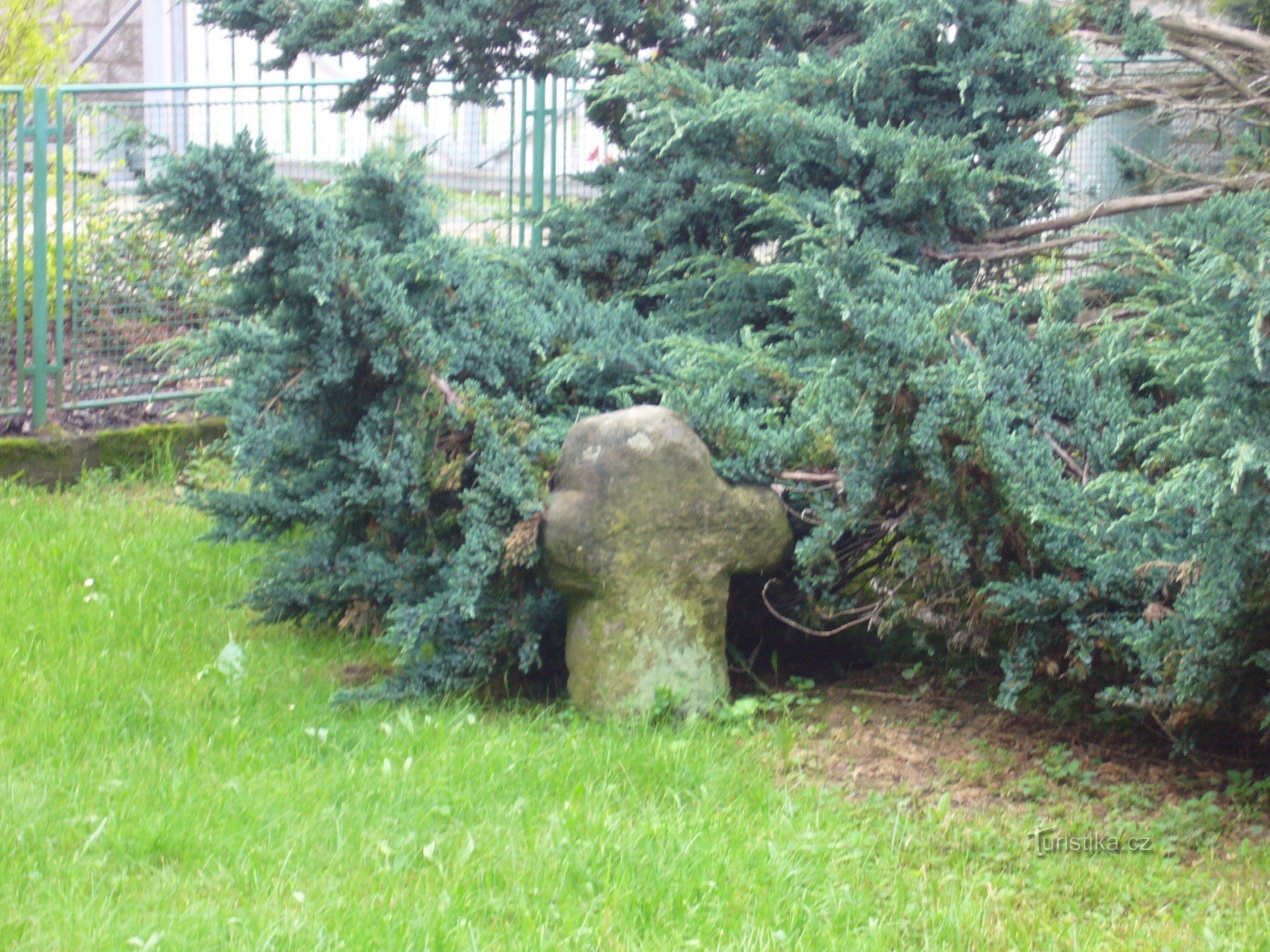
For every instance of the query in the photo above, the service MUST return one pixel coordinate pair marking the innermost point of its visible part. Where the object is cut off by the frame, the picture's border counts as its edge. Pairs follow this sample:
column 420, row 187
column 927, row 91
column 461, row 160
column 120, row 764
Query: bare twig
column 999, row 252
column 446, row 390
column 873, row 612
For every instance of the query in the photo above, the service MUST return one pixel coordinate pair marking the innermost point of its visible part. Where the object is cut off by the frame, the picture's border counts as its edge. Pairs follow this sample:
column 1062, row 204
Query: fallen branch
column 808, row 477
column 446, row 390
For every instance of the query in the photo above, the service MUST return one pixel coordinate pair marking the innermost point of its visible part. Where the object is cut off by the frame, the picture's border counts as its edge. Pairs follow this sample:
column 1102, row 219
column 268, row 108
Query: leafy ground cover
column 161, row 790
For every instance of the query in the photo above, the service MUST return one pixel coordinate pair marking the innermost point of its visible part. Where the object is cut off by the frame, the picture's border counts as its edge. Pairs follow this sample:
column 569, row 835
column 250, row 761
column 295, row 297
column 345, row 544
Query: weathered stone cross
column 642, row 538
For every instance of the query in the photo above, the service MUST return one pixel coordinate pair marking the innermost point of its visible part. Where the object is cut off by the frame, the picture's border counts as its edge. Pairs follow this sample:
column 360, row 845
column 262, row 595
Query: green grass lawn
column 148, row 802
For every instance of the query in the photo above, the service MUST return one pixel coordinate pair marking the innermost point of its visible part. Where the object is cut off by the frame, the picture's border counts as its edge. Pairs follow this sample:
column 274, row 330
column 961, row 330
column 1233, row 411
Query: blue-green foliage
column 1073, row 480
column 398, row 402
column 1070, row 487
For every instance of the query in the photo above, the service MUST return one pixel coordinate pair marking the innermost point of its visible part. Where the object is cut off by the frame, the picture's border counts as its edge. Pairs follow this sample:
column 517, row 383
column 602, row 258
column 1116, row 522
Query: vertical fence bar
column 60, row 255
column 525, row 149
column 556, row 130
column 21, row 291
column 40, row 260
column 540, row 148
column 511, row 164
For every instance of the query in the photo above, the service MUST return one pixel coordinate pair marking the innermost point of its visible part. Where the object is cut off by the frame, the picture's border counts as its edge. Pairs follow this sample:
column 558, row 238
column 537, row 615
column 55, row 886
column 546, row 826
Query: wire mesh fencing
column 125, row 295
column 119, row 296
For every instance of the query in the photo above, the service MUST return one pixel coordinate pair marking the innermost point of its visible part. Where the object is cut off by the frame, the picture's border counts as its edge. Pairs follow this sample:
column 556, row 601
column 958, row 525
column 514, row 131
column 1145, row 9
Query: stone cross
column 642, row 538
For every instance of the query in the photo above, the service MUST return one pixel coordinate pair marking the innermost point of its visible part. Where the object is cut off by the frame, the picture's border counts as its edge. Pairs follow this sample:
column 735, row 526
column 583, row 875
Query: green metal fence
column 100, row 298
column 13, row 272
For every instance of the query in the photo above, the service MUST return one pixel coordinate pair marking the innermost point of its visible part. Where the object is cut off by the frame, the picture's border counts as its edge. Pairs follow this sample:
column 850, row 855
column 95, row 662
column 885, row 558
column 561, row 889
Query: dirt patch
column 877, row 733
column 107, row 418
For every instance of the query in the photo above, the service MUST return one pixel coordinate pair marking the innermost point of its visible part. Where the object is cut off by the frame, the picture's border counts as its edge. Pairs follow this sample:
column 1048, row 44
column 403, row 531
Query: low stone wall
column 60, row 461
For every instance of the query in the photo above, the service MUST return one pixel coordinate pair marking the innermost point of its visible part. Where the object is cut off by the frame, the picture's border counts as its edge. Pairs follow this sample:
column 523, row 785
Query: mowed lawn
column 148, row 802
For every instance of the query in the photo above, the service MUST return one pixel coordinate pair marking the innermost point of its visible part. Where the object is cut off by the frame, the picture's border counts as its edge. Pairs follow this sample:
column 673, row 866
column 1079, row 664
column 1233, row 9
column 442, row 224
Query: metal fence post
column 540, row 152
column 40, row 260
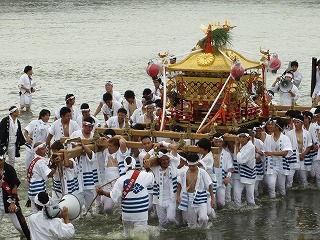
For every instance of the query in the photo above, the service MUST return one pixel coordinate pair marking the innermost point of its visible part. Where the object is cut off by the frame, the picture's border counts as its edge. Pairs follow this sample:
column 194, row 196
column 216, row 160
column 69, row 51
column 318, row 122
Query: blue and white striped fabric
column 36, row 187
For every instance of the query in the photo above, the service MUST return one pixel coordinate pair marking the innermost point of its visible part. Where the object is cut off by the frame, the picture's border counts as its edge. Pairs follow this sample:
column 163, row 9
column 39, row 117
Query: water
column 74, row 46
■ ■ ■ ■
## Your goal:
Change every "innermost point" in the data to "central point" and write the data out again with nothing else altered. Leave the pictures out.

## Answer for the task:
For every instance of the query in the photo above, the service MUST return one pixel coordinate pair marking the central point of its visible part. Where the object is cut off by the frame, the picture's border counts as its edge. Pairs follow this sample:
column 420, row 187
column 927, row 91
column 461, row 160
column 120, row 764
Query: bare twig
column 999, row 252
column 446, row 390
column 873, row 612
For every instance of the query in the photo above, the service MUST return one pixel coordinate pair marking the central point of its visible part. Where the object is cut off by the frame, the picture's border counts as its edge. Pairs follow this sample:
column 1062, row 204
Query: fallen branch
column 808, row 477
column 446, row 390
For every instance of the query in the photo above, the service MUST return one pixel coordinate pair marking the central point of its visible part. Where the object is cut off by the frame, the picture's border counts as its edge. Pairs follow this sample:
column 1102, row 219
column 268, row 108
Query: leafy ground cover
column 161, row 790
For every instance of the query in the photo above, the service MUST return one pixel coordinate pair marking the central point of its visible part. Where the object is cut off by the frame, the picture's border counts as its edge. Pairs follow this sample:
column 569, row 835
column 250, row 761
column 295, row 297
column 345, row 544
Query: weathered stone cross
column 642, row 538
For every instance of the query in the photo above, the service MUST return one pixel coordinate pair marking the central point of its visible part. Where the object is cut off by the frame, the picture's border counts as its edge. Pairs follow this sample:
column 360, row 845
column 262, row 595
Query: green grass lawn
column 148, row 802
For every instance of the query in the photo above, the service MUST return one pixel coordinate pair marking the central point of its visible part. Where the object is cut off by the frame, the picture's border counts as its edge. Pairs follow this sample:
column 274, row 330
column 961, row 330
column 1233, row 411
Query: blue-green foliage
column 1073, row 480
column 398, row 402
column 1070, row 487
For every instance of the query in the photo above, the service MUST return one pixel coordinate pair marking the central point of its visible part. Where the object is cut off by the frame, the picture's border counts as its edge. Pairs follow this sample:
column 517, row 383
column 602, row 258
column 1116, row 522
Query: vertical fence bar
column 60, row 255
column 525, row 149
column 556, row 130
column 21, row 291
column 40, row 260
column 540, row 148
column 511, row 164
For every instance of the query in the photo above, the service MUST return one pixel coordinate pair marking the central point of its visible part. Where the object is cut off by the frame, the picture's border counts as its edge. Pairs follow this sample:
column 558, row 238
column 537, row 615
column 55, row 886
column 546, row 826
Query: wire mesh fencing
column 125, row 295
column 119, row 296
For every instance of the query in the photo above, the service MUST return one pixel coordinate pair marking the central point of its visible part. Where the object is cut off by the frame, the picture's border counts as its edge. Pairs follow this sample:
column 556, row 601
column 958, row 525
column 514, row 131
column 1145, row 9
Query: stone cross
column 642, row 538
For every instance of the query in the photo above, the service MUST return one pixel coordinate pair marking the central point of its visible part. Where the object is cut off by the frame, the picture's border counts as its edge. Pairs follow this sample:
column 735, row 526
column 583, row 875
Query: green metal fence
column 100, row 298
column 13, row 272
For every instance of the query in the photo above, the service MUST return one pixel coordinate pair marking the central point of its visible part. Where the object is cut off by the frame, the picture's border counts as its edge. Pairs follow this sample:
column 850, row 855
column 95, row 662
column 885, row 558
column 561, row 889
Query: dirt patch
column 877, row 733
column 107, row 418
For every instance of the query in the photo above, the service MUST return one pixel coordinate pair marking the central point of its visible part. Where the object is cut off by the frame, the picture's border counts as its edge. Pairs follow this sample:
column 1048, row 44
column 403, row 531
Query: low stone wall
column 60, row 461
For every instance of the query in the photo above, the service MUST return one pixel coordinate pair marking the central point of its visible part. Where the object is cut off by the frame, the picture's border counts as its edge. Pairs follow this sample:
column 523, row 785
Query: mowed lawn
column 148, row 802
For every instance of the query in the photo above, the service MUST return one pixel coordinate pair marking the central point of its visible part. Where the object is cut off by the frame, the picture's border counts as its edge. Pairs follow this sample:
column 673, row 866
column 1079, row 664
column 1233, row 9
column 442, row 224
Query: metal fence post
column 540, row 152
column 40, row 260
For every instance of the query in the photo above, the service MUST return one pixel coordinate pair marking the central point of its visible part. Where the object is cut off by the frame, the picture's border counts as its edge. Pairs follow this sample:
column 194, row 196
column 216, row 160
column 69, row 51
column 318, row 122
Query: blue and white striped fabric
column 36, row 187
For every instance of the query in the photo above, the service MUST return one pixel coordinate pair marking the central point of its visible part. Where the object is cut off by the frame, the picture's border counts as its edge. Pairs follow this sample:
column 163, row 9
column 39, row 117
Query: water
column 74, row 46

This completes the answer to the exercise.